— Begin Records supplied —

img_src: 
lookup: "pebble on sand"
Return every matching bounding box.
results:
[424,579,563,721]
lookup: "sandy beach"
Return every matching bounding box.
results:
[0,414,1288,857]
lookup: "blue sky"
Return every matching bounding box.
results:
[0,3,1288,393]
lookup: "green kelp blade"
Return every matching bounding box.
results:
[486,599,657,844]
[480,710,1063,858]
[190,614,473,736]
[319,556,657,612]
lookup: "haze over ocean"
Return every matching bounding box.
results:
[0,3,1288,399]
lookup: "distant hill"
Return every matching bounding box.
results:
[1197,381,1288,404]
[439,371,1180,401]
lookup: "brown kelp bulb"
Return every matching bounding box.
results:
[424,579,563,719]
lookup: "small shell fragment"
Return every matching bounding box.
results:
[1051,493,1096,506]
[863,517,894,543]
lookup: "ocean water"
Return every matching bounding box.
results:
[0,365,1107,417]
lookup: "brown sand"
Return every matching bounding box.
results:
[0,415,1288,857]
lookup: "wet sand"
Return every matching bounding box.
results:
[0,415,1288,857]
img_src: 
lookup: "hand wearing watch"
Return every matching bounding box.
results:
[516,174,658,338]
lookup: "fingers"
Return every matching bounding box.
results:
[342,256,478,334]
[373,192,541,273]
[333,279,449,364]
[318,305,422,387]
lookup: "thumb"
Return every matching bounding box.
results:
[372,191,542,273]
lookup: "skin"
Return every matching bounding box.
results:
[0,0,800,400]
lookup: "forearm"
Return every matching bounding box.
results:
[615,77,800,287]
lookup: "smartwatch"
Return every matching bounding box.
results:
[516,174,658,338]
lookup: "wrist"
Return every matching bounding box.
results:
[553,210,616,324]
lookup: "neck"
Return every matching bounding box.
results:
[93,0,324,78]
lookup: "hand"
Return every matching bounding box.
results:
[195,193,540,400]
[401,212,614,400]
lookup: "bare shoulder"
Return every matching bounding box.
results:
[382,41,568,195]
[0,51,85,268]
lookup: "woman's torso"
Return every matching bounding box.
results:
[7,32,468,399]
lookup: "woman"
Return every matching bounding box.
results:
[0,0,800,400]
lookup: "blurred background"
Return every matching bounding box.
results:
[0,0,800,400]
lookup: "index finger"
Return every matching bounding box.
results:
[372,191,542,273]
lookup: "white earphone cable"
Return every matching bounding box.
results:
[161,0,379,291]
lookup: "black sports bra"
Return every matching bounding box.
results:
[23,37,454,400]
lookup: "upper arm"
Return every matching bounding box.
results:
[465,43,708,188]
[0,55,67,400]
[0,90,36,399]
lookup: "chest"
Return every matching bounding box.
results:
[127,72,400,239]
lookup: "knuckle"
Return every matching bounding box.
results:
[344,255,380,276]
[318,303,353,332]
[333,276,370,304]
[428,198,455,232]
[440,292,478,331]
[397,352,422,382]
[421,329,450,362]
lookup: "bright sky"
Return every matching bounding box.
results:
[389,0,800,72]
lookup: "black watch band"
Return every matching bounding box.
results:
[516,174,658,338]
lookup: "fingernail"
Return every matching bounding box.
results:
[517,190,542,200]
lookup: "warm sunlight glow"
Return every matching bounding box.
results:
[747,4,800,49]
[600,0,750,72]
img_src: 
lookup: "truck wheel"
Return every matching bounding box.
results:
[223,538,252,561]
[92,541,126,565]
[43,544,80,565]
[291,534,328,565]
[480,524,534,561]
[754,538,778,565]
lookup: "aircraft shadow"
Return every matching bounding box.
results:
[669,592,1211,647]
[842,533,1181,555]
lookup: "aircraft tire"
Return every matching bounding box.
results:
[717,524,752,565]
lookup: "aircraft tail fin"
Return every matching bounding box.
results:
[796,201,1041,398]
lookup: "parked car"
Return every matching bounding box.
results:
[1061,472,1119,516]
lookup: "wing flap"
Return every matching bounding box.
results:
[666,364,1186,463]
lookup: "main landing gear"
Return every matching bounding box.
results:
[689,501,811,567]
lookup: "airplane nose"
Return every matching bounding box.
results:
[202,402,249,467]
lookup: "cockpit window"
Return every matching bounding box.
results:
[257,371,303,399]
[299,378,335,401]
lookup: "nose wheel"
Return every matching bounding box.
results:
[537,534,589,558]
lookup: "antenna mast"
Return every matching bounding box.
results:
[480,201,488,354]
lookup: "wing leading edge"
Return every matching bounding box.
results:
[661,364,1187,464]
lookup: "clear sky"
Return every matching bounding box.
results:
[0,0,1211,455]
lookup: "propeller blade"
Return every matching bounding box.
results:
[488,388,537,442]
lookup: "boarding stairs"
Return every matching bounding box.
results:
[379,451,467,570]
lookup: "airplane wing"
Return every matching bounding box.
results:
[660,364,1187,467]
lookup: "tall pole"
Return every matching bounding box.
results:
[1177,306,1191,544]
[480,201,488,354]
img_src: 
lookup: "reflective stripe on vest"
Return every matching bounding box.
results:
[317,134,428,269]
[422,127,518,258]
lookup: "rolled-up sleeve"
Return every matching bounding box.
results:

— End Records supplied —

Rewrite everything from the beginning of the listing down to and including the line that contains "[424,579,563,719]", keeping every request line unchanged. In each result, shift every bounding-box coordinate by adding -115 to it.

Answer below »
img_src: 
lookup: "pebble on sand"
Return every matching bounding box.
results:
[309,464,448,606]
lookup: "sandy beach"
Return every matching bounding box.
results:
[-115,299,1173,742]
lookup: "blue sky"
Return every matching bounding box.
results:
[-115,-112,1173,278]
lookup: "green kelp blade"
Return every matching bounding box.
results:
[371,484,542,729]
[365,595,948,743]
[75,499,358,621]
[204,441,542,497]
lookup: "haze over ocean"
Return every matching bounding box.
results:
[-115,-112,1173,284]
lookup: "distant hill"
Return every matching bounding box.
results:
[1082,266,1173,289]
[324,256,1065,286]
lookup: "brown kelp bulb"
Return every matching bounding box.
results:
[309,464,448,604]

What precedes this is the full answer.